◆ DOCUMENT SECTION
+++++
We recently solicited humorous anecdotes from the classroom through our e-update and were pleased with the excellent response. This is the first of selected highlights, and we hope to continue this “fun feature.” If you’d like to share your most amusing classroom experiences, please send an e-mail or give us a call at (888) 879-8282.
I had grown tired of the students complaining that I did not have any tissues in the room. I figured after some time, they would learn to bring their own and invest in the travel packs of tissue or learn to use a handkerchief. So, one day, I used my Sam’s membership to buy facial tissues. It so happened that I had come to the Sam’s straight from work, and I still had my ID badge on. As it turned out, the facial tissue was the only thing I bought, because Sam’s bulk sale of food doesn’t work for a single man with two cats.
The cashier saw the purchase of the tissues and noticed my badge. “Man! They must have given you a snotty bunch of kids this year,” the cashier remarked. I laughed, not commenting on the verity of the statement. “Good thing I hadn’t bought toilet paper,” I mused.
Michael Saberian, Grade 9 math teacher
Lehman High School, Hays CTA, Kyle
I had a man who called and asked if I had the results of his son’s pap smear tests. He meant the TAKS test results.
Mrs. Jon R. French, 6th grade science teacher
Liberty Middle School, Member-at-Large, Daisetta
I asked a student one time if he could use the word “gulp” in a sentence. He said, “You know, like the gulp of Mexico.”
+++++
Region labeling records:
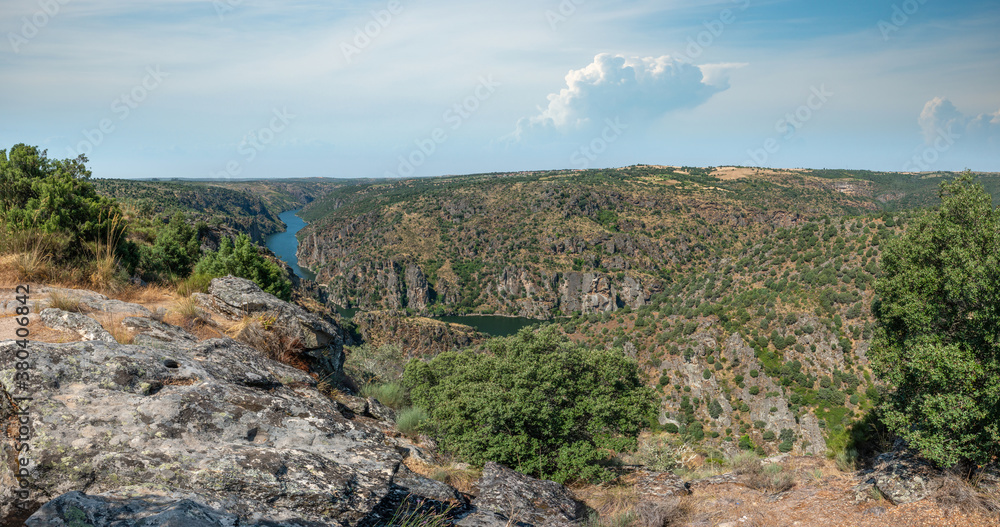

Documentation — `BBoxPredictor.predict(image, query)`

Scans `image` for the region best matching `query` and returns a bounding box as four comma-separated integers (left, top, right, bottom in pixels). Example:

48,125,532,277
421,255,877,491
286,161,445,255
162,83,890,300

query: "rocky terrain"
0,277,600,526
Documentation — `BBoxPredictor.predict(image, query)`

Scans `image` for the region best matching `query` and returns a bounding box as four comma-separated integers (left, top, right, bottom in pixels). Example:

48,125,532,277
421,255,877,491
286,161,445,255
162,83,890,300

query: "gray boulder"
0,339,441,525
457,462,585,527
122,317,198,346
42,287,153,317
24,491,296,527
40,307,118,344
854,448,944,505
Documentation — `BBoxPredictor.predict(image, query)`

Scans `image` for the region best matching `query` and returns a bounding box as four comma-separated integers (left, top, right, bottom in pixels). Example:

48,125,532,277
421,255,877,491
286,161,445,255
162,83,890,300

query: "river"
264,209,544,337
264,209,316,280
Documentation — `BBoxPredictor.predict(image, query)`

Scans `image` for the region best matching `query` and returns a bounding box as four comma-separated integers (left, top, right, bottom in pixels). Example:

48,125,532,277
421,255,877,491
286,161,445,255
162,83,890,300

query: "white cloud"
918,97,1000,145
508,53,745,141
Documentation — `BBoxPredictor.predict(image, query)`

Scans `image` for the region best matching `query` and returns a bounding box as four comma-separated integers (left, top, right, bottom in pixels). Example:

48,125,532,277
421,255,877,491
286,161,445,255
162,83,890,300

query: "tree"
194,234,292,300
142,212,201,278
403,329,654,483
0,144,125,255
868,171,1000,466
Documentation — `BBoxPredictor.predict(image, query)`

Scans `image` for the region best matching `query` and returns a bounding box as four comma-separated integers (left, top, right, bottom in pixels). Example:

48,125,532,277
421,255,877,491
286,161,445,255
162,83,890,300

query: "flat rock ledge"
853,449,943,505
0,339,443,527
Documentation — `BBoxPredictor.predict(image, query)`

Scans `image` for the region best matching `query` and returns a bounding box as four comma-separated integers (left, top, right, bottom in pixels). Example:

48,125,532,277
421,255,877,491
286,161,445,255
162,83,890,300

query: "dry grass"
934,475,1000,519
732,453,795,494
166,297,208,331
226,315,309,372
97,313,135,344
4,245,53,283
574,484,694,527
403,457,483,494
112,284,174,304
49,291,83,313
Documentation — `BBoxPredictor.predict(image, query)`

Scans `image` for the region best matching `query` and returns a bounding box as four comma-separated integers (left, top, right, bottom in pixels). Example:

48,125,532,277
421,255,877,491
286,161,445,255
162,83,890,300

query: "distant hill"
92,178,342,243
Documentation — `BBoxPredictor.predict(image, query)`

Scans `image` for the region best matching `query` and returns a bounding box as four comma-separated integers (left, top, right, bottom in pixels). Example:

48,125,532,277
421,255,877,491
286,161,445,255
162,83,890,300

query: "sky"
0,0,1000,178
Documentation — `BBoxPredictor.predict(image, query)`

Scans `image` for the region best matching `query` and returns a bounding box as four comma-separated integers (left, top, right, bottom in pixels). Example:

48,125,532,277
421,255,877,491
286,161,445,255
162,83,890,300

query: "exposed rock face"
40,307,118,343
854,448,942,505
195,276,344,372
559,272,618,313
41,287,153,317
0,339,440,525
354,311,486,356
24,491,292,527
317,256,662,319
405,264,431,312
458,462,584,527
122,317,198,346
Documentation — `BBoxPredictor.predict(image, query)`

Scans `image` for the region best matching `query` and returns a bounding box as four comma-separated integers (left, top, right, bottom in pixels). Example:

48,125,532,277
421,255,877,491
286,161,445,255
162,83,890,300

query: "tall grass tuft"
90,212,125,291
49,291,83,313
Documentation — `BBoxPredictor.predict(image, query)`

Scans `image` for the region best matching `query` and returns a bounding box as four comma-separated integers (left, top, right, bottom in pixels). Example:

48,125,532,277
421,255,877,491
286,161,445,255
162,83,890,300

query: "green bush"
194,234,292,300
869,171,1000,466
139,213,201,278
403,328,654,482
361,382,406,410
396,408,430,437
0,144,127,257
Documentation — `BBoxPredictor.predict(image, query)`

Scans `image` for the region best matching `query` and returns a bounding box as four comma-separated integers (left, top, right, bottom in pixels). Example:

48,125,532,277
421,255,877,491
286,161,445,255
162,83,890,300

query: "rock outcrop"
40,307,118,343
458,462,585,527
40,287,153,317
854,446,943,505
192,276,344,374
354,311,487,356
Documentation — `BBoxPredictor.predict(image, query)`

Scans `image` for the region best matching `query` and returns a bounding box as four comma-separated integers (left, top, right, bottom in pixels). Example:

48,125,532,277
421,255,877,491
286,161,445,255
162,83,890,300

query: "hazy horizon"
0,0,1000,179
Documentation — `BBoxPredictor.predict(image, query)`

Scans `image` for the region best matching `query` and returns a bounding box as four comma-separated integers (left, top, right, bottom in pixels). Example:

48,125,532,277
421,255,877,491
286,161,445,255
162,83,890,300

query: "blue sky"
0,0,1000,178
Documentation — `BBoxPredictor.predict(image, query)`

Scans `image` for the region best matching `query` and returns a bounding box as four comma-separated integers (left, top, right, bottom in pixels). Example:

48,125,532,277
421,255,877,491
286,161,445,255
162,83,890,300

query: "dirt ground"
656,457,1000,527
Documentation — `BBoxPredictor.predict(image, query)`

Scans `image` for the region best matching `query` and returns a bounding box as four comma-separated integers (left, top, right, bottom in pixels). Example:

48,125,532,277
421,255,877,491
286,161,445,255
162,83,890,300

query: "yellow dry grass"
97,313,135,344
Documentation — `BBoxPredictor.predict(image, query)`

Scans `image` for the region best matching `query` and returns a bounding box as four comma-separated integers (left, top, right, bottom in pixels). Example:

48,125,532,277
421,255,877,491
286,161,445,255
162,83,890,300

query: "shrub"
194,234,292,300
403,328,654,482
394,408,429,437
361,382,406,410
0,144,125,257
139,213,201,278
344,343,404,385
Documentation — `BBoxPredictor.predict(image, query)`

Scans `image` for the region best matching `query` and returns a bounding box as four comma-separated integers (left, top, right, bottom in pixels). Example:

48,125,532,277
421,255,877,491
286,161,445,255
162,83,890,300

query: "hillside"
299,166,1000,318
299,166,1000,456
93,179,340,243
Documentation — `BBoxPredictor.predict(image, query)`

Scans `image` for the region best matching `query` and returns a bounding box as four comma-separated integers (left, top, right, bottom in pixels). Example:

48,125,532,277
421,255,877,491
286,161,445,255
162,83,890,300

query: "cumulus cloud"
508,53,745,141
918,97,1000,145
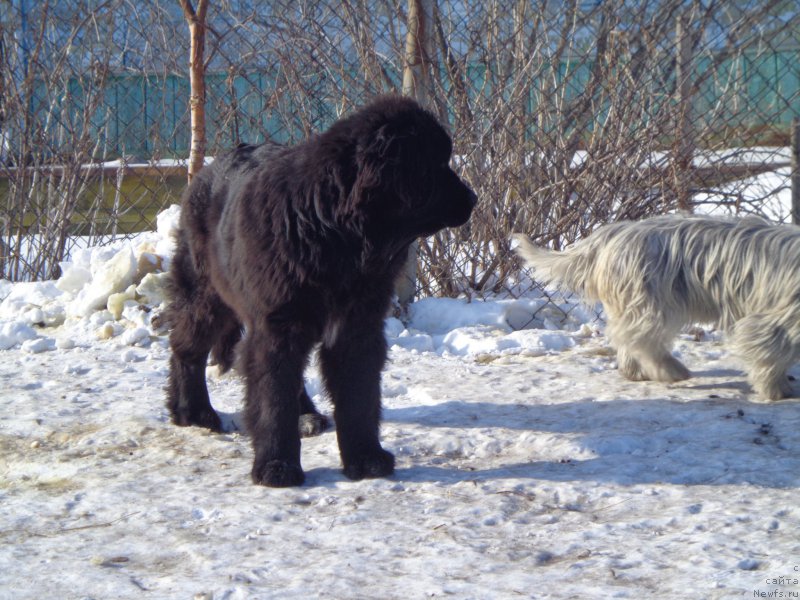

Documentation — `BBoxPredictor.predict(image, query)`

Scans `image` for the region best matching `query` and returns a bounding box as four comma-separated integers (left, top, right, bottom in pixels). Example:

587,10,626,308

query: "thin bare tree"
180,0,209,181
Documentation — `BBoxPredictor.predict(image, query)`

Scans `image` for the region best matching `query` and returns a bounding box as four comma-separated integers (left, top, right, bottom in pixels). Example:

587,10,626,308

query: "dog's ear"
347,124,401,210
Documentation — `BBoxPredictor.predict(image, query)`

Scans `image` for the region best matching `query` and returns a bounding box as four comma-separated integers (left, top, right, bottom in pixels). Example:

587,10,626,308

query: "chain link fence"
0,0,800,304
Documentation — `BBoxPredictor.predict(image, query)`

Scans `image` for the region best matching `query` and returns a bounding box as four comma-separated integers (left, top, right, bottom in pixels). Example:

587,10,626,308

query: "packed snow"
0,191,800,600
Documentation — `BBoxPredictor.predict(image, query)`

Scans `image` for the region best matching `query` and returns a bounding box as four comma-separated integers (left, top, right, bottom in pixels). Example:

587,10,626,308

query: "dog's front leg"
243,328,311,487
320,315,394,480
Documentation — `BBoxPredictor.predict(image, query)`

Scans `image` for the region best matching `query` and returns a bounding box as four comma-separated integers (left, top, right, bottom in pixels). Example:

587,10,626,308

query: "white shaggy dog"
515,216,800,401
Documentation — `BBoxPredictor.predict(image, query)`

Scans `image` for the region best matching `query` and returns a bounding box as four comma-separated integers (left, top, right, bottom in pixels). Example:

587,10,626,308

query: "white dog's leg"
731,312,800,402
606,310,691,382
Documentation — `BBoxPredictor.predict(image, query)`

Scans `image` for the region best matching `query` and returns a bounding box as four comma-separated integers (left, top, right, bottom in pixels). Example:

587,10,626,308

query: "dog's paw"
343,448,394,481
251,460,306,487
652,356,692,383
298,413,331,437
753,377,794,403
171,408,223,433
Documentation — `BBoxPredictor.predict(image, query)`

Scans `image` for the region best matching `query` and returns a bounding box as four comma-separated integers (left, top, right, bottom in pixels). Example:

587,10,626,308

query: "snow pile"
0,205,180,352
0,205,596,357
0,175,800,600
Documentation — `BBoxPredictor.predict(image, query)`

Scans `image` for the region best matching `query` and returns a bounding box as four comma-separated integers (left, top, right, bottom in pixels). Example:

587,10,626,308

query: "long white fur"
515,215,800,401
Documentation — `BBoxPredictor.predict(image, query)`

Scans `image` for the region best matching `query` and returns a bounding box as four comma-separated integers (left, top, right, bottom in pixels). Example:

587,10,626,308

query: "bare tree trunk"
675,10,695,211
180,0,208,181
395,0,434,309
791,117,800,225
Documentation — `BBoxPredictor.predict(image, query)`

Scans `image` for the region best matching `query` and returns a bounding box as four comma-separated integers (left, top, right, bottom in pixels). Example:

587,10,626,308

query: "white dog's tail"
512,233,594,296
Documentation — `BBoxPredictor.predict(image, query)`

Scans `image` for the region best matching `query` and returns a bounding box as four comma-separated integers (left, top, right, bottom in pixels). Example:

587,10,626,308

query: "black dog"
167,96,476,487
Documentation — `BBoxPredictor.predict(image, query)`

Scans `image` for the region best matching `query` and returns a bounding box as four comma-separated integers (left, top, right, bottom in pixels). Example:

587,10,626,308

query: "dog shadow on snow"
385,390,800,488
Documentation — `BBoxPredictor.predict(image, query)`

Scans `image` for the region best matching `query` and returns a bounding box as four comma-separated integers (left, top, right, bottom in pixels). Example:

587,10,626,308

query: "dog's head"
330,96,477,240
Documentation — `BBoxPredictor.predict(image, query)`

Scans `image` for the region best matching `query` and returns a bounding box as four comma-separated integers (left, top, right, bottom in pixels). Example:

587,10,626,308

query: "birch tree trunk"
180,0,208,182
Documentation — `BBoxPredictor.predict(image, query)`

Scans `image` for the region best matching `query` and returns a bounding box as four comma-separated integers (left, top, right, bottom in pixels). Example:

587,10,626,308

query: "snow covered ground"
0,202,800,600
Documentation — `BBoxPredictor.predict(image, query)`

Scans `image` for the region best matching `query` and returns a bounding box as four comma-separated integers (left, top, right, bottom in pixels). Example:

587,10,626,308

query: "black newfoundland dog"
166,96,476,487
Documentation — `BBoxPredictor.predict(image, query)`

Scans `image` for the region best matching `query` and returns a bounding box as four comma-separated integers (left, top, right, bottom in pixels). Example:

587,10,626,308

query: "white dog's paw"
648,356,692,383
752,377,794,403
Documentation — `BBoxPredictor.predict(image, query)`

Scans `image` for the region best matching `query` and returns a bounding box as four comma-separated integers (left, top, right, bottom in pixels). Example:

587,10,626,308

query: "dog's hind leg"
606,316,691,383
298,386,331,437
730,313,800,402
241,318,315,487
320,304,394,480
166,241,238,431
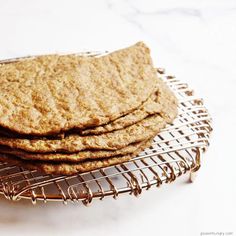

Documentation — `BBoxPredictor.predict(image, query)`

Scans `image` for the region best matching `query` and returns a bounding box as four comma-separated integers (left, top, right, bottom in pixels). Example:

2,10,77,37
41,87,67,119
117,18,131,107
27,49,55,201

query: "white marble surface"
0,0,236,236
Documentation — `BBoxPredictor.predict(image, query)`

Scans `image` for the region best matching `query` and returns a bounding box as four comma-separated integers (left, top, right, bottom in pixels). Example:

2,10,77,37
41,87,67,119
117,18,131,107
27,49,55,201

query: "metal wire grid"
0,69,212,205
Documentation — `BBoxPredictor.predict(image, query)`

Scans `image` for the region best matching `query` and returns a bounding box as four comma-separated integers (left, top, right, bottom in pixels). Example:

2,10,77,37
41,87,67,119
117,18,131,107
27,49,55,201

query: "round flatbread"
+++++
◆ EXERCISE
Reproduce the classroom anecdotes word for word, from start to finish. None of the material has any bearing on this.

◆ PROBLEM SOLUTION
We recently solicited humorous anecdotes from the classroom through our e-update and were pleased with the excellent response. This is the first of selected highlights, and we hope to continue this “fun feature.” If you’d like to share your most amusing classroom experiences, please send an e-mail or give us a call at (888) 879-8282.
I had grown tired of the students complaining that I did not have any tissues in the room. I figured after some time, they would learn to bring their own and invest in the travel packs of tissue or learn to use a handkerchief. So, one day, I used my Sam’s membership to buy facial tissues. It so happened that I had come to the Sam’s straight from work, and I still had my ID badge on. As it turned out, the facial tissue was the only thing I bought, because Sam’s bulk sale of food doesn’t work for a single man with two cats.
The cashier saw the purchase of the tissues and noticed my badge. “Man! They must have given you a snotty bunch of kids this year,” the cashier remarked. I laughed, not commenting on the verity of the statement. “Good thing I hadn’t bought toilet paper,” I mused.
Michael Saberian, Grade 9 math teacher
Lehman High School, Hays CTA, Kyle
I had a man who called and asked if I had the results of his son’s pap smear tests. He meant the TAKS test results.
Mrs. Jon R. French, 6th grade science teacher
Liberty Middle School, Member-at-Large, Daisetta
I asked a student one time if he could use the word “gulp” in a sentence. He said, “You know, like the gulp of Mexico.”